# What is required
Collect every line in the entries below that contains the word "hockey", and copy each of those lines in full.
--- --- ---
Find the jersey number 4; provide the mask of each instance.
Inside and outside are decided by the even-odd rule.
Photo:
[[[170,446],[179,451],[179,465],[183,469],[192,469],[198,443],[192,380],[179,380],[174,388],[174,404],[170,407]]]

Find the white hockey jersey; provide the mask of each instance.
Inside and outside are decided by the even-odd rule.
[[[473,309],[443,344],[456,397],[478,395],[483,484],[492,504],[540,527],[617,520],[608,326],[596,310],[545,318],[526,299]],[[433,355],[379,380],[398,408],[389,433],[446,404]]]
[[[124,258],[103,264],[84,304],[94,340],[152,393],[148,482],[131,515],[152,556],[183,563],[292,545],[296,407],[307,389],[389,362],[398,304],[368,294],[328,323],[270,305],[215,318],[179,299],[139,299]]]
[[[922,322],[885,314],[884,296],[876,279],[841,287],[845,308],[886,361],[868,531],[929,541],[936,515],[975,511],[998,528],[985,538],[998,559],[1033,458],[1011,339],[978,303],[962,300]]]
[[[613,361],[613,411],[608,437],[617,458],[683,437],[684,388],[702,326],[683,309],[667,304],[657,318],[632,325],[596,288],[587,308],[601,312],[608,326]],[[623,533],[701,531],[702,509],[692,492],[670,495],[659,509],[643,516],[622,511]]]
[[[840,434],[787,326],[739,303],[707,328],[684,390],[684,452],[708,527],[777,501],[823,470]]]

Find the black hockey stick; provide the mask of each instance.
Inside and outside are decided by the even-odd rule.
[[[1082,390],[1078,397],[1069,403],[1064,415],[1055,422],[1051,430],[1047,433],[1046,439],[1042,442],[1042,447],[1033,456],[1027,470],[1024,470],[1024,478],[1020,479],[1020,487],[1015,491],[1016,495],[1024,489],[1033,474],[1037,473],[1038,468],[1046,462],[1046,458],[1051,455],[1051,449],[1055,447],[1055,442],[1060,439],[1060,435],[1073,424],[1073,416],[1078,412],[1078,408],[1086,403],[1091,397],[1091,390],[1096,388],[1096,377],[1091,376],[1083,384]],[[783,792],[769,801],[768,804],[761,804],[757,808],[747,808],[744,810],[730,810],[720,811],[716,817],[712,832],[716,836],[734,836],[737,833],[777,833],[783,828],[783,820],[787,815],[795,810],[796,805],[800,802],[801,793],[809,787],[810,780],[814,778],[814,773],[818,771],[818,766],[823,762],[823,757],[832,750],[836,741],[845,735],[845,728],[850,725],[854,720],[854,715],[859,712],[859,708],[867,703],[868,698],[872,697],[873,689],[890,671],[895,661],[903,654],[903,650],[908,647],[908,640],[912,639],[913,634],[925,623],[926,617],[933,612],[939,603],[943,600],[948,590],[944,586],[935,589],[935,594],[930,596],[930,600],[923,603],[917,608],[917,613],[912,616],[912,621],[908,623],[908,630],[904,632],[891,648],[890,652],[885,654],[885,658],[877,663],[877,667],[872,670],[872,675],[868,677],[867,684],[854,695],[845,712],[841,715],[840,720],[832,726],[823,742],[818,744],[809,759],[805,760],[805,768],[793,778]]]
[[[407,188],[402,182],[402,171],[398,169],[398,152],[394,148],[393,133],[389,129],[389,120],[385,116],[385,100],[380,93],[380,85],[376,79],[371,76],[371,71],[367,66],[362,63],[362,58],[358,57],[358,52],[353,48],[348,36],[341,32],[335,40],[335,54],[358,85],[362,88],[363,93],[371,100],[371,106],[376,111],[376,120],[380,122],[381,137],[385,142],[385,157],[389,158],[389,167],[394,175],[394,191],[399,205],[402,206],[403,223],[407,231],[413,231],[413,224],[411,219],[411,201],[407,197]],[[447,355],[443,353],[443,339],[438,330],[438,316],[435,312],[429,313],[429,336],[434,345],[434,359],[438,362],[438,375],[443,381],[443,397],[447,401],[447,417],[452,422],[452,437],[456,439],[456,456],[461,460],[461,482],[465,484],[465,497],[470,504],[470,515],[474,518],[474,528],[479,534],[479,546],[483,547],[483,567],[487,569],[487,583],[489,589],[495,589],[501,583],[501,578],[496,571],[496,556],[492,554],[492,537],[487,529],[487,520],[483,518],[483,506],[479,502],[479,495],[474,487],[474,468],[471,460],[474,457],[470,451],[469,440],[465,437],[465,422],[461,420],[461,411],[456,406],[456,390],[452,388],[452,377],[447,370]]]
--- --- ---
# Correct result
Find the white hockey jersey; provide the mask of each instance.
Find the black hockey stick; provide the mask of each instance.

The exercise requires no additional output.